[Passage to read — start]

Last week there was considerable media focus on the story of a Canadian woman who is freezing eggs for future use by her 7 year old daughter who suffers from Turner’s Syndrome, a condition which is usually associated with infertility.
One can understand the anguish of a mother in having to accept that her daughter suffers from congenital infertility, but donating her eggs for her daughter’s use is not an acceptable solution.
I think much of our instinctive unease about this proposal is related to the confusion of traditional family roles that this donation would entail. Eggs are not the equivalent of organ donation as some have carelessly suggested. Kidneys and liver do not turn into babies, but eggs certainly do.
Is it natural for a young woman to carry in pregnancy her own half sibling, as any such pregnancy would be? The egg donor might like to describe herself as the grandmother but the genetic reality is that she would always remain the biological mother of the offspring, and the conception would have been achieved using her son-in-law’s sperm. I think it is understandable that we feel uncomfortable when we start to unravel this story, and we should be particularly concerned about the psychological welfare of any baby born as a result.
It is difficult to argue that pregnancy itself is always ideal for somebody battling the multitude of health problems that are associated with Turner’s Syndrome. Later on she may very well not to want to get pregnant, but the gift of eggs from her mother would make such a decision difficult. She may grow up with a sense of obligation to accept the gift, coerced into giving birth to her half-sibling.
Pragmatically the mother’s eggs are unlikely to last so long in the freezer anyway, and hopefully the next decades will produce less controversial
solutions to women suffering from serious infertility. Whatever lies ahead, this particular distortion of the natural order should not be encouraged.

[Passage to read — finish]
[Recorded data — start]

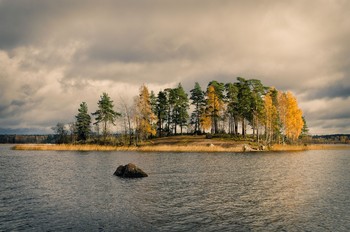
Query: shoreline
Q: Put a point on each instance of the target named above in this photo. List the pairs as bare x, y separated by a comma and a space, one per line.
176, 148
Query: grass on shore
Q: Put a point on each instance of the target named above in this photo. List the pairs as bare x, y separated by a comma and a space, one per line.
169, 148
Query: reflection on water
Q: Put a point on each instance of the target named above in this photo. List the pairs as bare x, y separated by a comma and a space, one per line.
304, 191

[Recorded data — finish]

**Work to complete**
In the text on egg freezing, what condition does the Canadian woman's daughter have? The data has nothing to do with the text on egg freezing.

**Response to this exercise**
Turner's Syndrome